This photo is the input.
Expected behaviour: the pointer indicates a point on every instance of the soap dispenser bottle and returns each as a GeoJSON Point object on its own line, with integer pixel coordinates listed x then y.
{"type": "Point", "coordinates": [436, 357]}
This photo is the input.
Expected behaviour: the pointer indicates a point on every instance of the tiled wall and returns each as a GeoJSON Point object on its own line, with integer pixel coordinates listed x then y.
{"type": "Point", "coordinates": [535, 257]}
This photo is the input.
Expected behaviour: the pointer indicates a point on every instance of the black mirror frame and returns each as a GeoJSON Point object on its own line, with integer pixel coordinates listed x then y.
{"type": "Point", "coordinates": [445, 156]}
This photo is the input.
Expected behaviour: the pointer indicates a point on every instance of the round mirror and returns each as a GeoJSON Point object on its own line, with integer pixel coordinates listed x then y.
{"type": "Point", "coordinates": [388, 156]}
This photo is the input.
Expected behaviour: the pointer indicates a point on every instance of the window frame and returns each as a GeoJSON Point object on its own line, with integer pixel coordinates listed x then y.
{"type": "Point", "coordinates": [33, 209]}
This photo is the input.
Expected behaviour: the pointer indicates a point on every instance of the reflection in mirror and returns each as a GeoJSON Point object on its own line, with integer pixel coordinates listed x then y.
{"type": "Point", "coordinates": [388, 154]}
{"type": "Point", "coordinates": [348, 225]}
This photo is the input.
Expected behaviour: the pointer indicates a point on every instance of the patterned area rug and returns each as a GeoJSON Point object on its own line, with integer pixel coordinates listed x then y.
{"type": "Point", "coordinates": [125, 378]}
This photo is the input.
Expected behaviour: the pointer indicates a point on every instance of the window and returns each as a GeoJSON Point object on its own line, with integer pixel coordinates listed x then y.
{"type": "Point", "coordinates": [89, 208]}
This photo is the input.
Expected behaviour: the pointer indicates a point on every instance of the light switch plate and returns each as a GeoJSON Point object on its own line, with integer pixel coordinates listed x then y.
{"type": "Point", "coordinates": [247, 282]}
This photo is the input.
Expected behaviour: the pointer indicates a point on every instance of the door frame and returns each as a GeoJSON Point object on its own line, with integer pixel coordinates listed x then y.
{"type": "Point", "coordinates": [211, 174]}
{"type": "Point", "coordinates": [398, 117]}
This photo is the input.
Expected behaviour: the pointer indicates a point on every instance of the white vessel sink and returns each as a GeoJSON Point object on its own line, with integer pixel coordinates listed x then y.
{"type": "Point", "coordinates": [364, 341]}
....................
** Instructions for the task **
Each line of the material must be copied exactly.

** Response area **
This photo is the input.
Expected behaviour: the pointer indicates a point on every instance of the soap dispenser bottle and returns each as a GeoJSON Point object on its own line, with integer pixel coordinates listed x then y.
{"type": "Point", "coordinates": [436, 357]}
This photo is the input.
Expected behaviour: the pointer indicates a point on every instance of the tiled wall and returns each as a GeoJSON Point object on its own line, with integer pixel coordinates listed x then y.
{"type": "Point", "coordinates": [535, 257]}
This photo is the input.
Expected behaviour: the pointer indicates a point on every instance of the black mirror frame and returns each as a GeoJSON Point object on its own line, with integer pixel coordinates listed x then y.
{"type": "Point", "coordinates": [445, 156]}
This photo is the input.
Expected behaviour: the pointer indicates a point on every instance of the round mirror and returns each as a GeoJSON Point object on its own line, with integer pixel coordinates listed x then y.
{"type": "Point", "coordinates": [388, 156]}
This photo is the input.
Expected behaviour: the pointer indicates a point on every instance of the window frame and returns each as a GeoJSON Point object on its own line, with integer pixel coordinates listed x then y.
{"type": "Point", "coordinates": [33, 209]}
This photo is the input.
Expected behaviour: the pointer indicates a point on every instance of the reflection in mirror and returns each as a GeoJSON Point object on its own line, with integer pixel coordinates listed x then y.
{"type": "Point", "coordinates": [388, 154]}
{"type": "Point", "coordinates": [348, 225]}
This photo is the input.
Expected behaviour: the pointer indicates a point on every instance of the patterned area rug and returns each as a GeoJSON Point object on its own line, with integer pixel coordinates listed x then y.
{"type": "Point", "coordinates": [125, 378]}
This photo is the input.
Expected behaviour: the pointer indicates a point on every instance of the window and returns each as a GeoJSON Point object on its own line, with integer pixel coordinates listed x then y.
{"type": "Point", "coordinates": [89, 208]}
This photo is the input.
Expected behaviour: the pointer indicates a point on every instance of the light switch plate and returns each as a GeoJSON Point object on its own line, with integer pixel coordinates listed x then y.
{"type": "Point", "coordinates": [247, 282]}
This photo is the input.
Expected behaviour: the pointer indicates a point on every instance of the door frame and returns each as a GeoJSON Point object on its own line, with integer pixel coordinates listed x then y.
{"type": "Point", "coordinates": [211, 174]}
{"type": "Point", "coordinates": [398, 117]}
This photo is the input.
Expected behaviour: the pointer indicates a point on every instance of the white vessel sink and returns each as a GeoJSON Point object on its own line, with integer pixel coordinates listed x then y.
{"type": "Point", "coordinates": [364, 341]}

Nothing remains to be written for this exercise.